**Questions**
1) Answer these questions about the post on research for fiction writing, using facts stated in it:
(a) What does the author say their motto would be?
(b) What kind of novel is The Adventures of Alan Shaw?
(c) Which book by Mervyn Peake does the author call one of their favorites?
2) Replace "panicked" with "worried" in the post on research for fiction writing, and give the passage from "Here's what I" up to and including "would that be?" with that change.
3) Resume the post on research for fiction writing from where it stops.

An author of Speculative Fiction, speculates about fiction.

flash fiction

Research is your friend

It strikes me that I don’t talk about my writing process very much and, contrary to popular belief, I do have one. While I do most of my plotting in my head, only setting it down in notes when it’s exceptionally vivid to me, the rest of the idea-to-page process is pretty normal. One of the things I think are incredibly important, possibly beyond all others and especially for writers of Speculative Fiction in all its glorious forms, is research.

If you’re going to make your story/novel/flash fiction/novella as realistic as it can be (and by realistic, I mean believable despite the wierdness) then research is where it’s at. As an example let’s use my current WIP, The Adventures of Alan Shaw. This is a very different beast to Greaveburn. Alan Shaw is an Alternate History/Steampunk novel based in the very real Victorian era of England, albeit with some technological flights of fancy. But in order to make my Neo-Victorian elements work, I had to understand what the victorian era was really like. If I had a motto, it’d be:

Learn the rules before you break them.

And so I do research. A lot. Of course, the internet is your friend. There are sites or wikis on every subject known to humankind somewhere in the unending virtual vaults. But call me old fashioned, I still like my books now and again.

Here's what I used for Alan Shaw so far.

As you can see, there’s quite a mix in there. Let’s break down what I think is important about researchas the groundwork for your writing:

1. Know your genre

When writing Greavburn, I had no idea that I was actually working on a Steampunk novel. I was aware of the Gothic literature sub-genre and loved its aesthetic. Gormenghast by Mervyn Peake is one of my favourite books, and that was the kind of grand darkness I wanted to instill in Greaveburn. But Steampunk wasn’t even on my radar. And so, when I discovered that it existed, and that Greaveburn fit the bill, I panicked. What if someone had already done what I had? How restrictive to Greaveburn’s reception would that be?

I learnt my lesson for working on Alan Shaw. I’ve read James Blaylock’s Homunculus, J.W. Jeter’s Infenal Devices and pretty much memorised The Steampunk Bible by Jeff Vandermeer and co. And now I can confidently say that I know what to do and what not to do, what’s old hat and what’s relatively new (hey, that rhymes. I should write that down). Knowing your genre makes sure that you hit your demographic while avoiding any “it’s all been done” style comments.

2. Go simple

Finding reference books that are quick to read, while still being representative of the subject you’re researching, can be a real struggle. People love to bash on about their expert subject to the point of mind-numbing boredom. But you dont need a huge tome, reaching 3000 pages across four volumes about Victorian London by Lord Cyril Fanthorpe the 3rd esp. to know your stuff. In order to make your story realistic, all you need are the little touches. Those little details make the difference between just some woman in a dress and a young governess wearing a crinoline pinofore. You never have to mention it again, but that’s the kind of period detail that shows you’ve put the effort in.

**Information provided**
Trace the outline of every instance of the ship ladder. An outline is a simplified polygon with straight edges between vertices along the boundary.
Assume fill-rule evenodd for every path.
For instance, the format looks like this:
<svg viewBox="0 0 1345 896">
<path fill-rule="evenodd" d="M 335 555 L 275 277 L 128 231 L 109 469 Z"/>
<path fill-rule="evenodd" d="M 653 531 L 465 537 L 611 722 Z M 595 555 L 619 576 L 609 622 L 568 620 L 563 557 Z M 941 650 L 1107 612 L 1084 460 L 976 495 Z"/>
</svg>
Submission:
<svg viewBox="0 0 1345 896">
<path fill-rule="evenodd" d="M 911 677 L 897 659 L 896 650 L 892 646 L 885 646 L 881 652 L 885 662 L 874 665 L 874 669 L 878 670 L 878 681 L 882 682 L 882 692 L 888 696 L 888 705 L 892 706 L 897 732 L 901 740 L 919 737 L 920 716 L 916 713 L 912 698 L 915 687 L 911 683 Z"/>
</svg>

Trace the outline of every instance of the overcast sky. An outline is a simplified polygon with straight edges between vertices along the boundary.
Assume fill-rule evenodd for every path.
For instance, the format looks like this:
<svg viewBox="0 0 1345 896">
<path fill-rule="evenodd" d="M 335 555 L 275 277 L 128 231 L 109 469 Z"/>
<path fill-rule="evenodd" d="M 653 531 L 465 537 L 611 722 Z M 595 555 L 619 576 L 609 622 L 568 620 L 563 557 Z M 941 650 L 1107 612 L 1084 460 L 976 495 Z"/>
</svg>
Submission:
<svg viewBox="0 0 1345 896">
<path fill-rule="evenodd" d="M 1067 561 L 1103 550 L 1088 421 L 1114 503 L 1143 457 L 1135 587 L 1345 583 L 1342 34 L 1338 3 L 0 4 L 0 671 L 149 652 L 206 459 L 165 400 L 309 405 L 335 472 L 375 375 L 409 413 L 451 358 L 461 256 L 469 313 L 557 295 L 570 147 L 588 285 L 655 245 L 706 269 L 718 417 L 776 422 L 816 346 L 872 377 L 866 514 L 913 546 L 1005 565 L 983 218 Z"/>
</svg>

**Answers by task**
1)
(a) "Learn the rules before you break them."
(b) It is an Alternate History/Steampunk novel set in the very real Victorian era of England, with some technological flights of fancy.
(c) Gormenghast.

2)
Here's what I used for Alan Shaw so far.

As you can see, there’s quite a mix in there. Let’s break down what I think is important about researchas the groundwork for your writing:

1. Know your genre

When writing Greavburn, I had no idea that I was actually working on a Steampunk novel. I was aware of the Gothic literature sub-genre and loved its aesthetic. Gormenghast by Mervyn Peake is one of my favourite books, and that was the kind of grand darkness I wanted to instill in Greaveburn. But Steampunk wasn’t even on my radar. And so, when I discovered that it existed, and that Greaveburn fit the bill, I worried. What if someone had already done what I had? How restrictive to Greaveburn’s reception would that be?

3)
But as I was saying, there’s an easy way to find those things out. Go for children’s books. They’re brilliant! They have pictures to help get the right feel in your prose, they hit only the important topics and give you great overview of any subject. The Eyewitness series is brilliant for historical stuff, if you’re interested in that stuff.

3. Get your facts right

If you’re writing about a certain place, be it a city or town or foreign country, get your facts right. Never forget that your readers know their stuff. Don’t think you can flim-flam them with sweeping references to places. With Alan Shaw, I have to evoke an image of Victorian London that rings true to someone who’s never been to London and someone who walks its streets every day. Google Maps can take you anywhere you need to go, and even tell you the quickest way for your character to walk/drive around their environment. You dont have to give an itemised list of corners turned between your Detective’s home and the mortuary, but it helps if you know how long it would take and what’s in between so you can describe it if need be.

While Google Maps is great for the present day, historical settings pose a little more of a problem. And so I got myself some maps:

Victorian London, imprisoned in plastic.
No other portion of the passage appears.